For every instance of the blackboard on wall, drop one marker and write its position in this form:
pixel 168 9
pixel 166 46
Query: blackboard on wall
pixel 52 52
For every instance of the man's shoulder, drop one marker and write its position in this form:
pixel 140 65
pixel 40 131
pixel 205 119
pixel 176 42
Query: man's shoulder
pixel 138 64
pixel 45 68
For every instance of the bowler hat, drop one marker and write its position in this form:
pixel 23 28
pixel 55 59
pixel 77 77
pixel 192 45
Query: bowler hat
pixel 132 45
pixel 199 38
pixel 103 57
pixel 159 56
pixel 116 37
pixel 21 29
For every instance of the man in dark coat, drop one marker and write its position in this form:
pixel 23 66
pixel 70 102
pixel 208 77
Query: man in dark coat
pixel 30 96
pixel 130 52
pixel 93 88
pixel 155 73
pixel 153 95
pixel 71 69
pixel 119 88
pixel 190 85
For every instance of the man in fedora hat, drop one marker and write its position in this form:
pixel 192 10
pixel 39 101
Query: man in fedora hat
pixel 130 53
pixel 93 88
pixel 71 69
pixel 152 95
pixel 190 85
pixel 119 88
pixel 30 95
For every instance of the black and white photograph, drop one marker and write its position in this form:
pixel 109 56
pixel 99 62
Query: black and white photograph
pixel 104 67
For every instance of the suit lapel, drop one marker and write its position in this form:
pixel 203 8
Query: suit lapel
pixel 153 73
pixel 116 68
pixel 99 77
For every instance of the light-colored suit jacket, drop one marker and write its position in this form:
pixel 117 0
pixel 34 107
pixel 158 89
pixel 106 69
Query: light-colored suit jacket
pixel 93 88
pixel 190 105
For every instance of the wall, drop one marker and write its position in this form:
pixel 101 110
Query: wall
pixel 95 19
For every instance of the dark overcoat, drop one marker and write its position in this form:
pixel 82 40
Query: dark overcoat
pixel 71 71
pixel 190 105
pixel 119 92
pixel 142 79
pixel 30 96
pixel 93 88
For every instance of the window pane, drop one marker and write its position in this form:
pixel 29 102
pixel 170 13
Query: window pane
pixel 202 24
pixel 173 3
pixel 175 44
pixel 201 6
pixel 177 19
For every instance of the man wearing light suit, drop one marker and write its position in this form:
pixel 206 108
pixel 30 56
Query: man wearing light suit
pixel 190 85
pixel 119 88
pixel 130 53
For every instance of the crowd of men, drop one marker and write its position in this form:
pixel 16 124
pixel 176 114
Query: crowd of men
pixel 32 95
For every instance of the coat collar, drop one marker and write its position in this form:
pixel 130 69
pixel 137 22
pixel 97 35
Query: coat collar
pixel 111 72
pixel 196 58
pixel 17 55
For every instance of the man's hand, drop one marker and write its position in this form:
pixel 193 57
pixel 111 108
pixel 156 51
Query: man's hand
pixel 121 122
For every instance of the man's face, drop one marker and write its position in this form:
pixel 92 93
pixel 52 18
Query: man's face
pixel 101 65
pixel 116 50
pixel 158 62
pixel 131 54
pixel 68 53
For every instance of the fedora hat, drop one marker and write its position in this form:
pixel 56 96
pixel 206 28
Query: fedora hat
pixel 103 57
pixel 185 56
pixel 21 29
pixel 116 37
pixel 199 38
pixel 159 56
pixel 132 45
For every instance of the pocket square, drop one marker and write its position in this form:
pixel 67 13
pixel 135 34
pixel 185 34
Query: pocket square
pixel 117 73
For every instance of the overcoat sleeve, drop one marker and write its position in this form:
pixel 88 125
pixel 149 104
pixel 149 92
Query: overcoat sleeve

Problem description -> Reproduce all of the items above word for word, leaving nothing out.

Exercise result ->
For every instance of the blackboard on wall, drop one marker and write its position in this form:
pixel 168 9
pixel 166 46
Query: blackboard on wall
pixel 52 52
For every instance of the man's shoulder, drop one marker and write its position in this form:
pixel 140 65
pixel 40 131
pixel 205 119
pixel 176 42
Query: man's shoulder
pixel 138 64
pixel 45 68
For every instance of the bowler hat, drop one marker and write its position in this form:
pixel 23 28
pixel 55 59
pixel 77 77
pixel 192 45
Query: bowler hat
pixel 132 45
pixel 199 38
pixel 103 57
pixel 159 56
pixel 116 37
pixel 21 29
For every instance of the man in dark coat, drop one marker and write its position in this form:
pixel 23 66
pixel 70 102
pixel 208 77
Query: man in dark coat
pixel 30 96
pixel 130 52
pixel 93 88
pixel 155 73
pixel 153 95
pixel 71 69
pixel 119 88
pixel 190 85
For every instance of the man in fedora hat, drop one marker and write its position in this form:
pixel 192 10
pixel 39 101
Query: man in fedora hat
pixel 130 53
pixel 93 88
pixel 71 69
pixel 152 95
pixel 190 85
pixel 119 88
pixel 30 95
For every instance of the black and white photograph, drop one marker and write its position in this form:
pixel 109 56
pixel 99 62
Query: black and white photograph
pixel 104 67
For every instance of the suit lapel, drop one marker and write its position in this form:
pixel 203 8
Query: suit lapel
pixel 153 73
pixel 116 68
pixel 99 77
For every instance of the light-colored suit jacket, drop one marker and write its position in this form:
pixel 117 0
pixel 34 107
pixel 158 89
pixel 106 69
Query: light-colored suit jacket
pixel 93 88
pixel 190 105
For every instance of the wall, drop one marker and write its position in this form:
pixel 101 110
Query: wall
pixel 95 19
For every instance of the dark overcoat, drop one marker and write its position in this form:
pixel 82 40
Query: dark overcoat
pixel 71 71
pixel 190 105
pixel 119 92
pixel 142 79
pixel 30 96
pixel 93 88
For every instance of the window pane, drop one marker and write its position in this form:
pixel 29 102
pixel 170 13
Query: window pane
pixel 202 24
pixel 173 3
pixel 175 44
pixel 201 6
pixel 177 19
For every instance of the man wearing light suit, drop one marker and write its position in this form:
pixel 206 108
pixel 30 56
Query: man wearing light suit
pixel 190 85
pixel 119 88
pixel 130 53
For every instance of the crowd of men, drop one marker and write its position in this form:
pixel 16 124
pixel 176 114
Query: crowd of men
pixel 32 95
For every instance of the coat collar, drop one marker and write its position in this form:
pixel 130 69
pixel 137 22
pixel 97 35
Query: coat collar
pixel 111 72
pixel 196 58
pixel 17 55
For every instance of the man's hand, drop one marker and write its position in this form:
pixel 193 57
pixel 111 108
pixel 156 51
Query: man's hand
pixel 121 122
For every instance of the man's face, drop one marker and write its position in this form:
pixel 92 93
pixel 52 18
Query: man's face
pixel 101 65
pixel 116 50
pixel 158 62
pixel 131 54
pixel 68 53
For every instance of the fedora hat, drop one marker and write its position in this form:
pixel 56 96
pixel 206 28
Query: fedora hat
pixel 103 57
pixel 185 56
pixel 21 29
pixel 116 37
pixel 199 38
pixel 159 56
pixel 132 45
For every instance of the pocket square, drop one marker and write its position in this form:
pixel 67 13
pixel 135 34
pixel 185 34
Query: pocket square
pixel 117 73
For every instance of the overcoat sleeve, drop one marker and write its position in this form:
pixel 88 125
pixel 149 104
pixel 149 92
Query: overcoat sleeve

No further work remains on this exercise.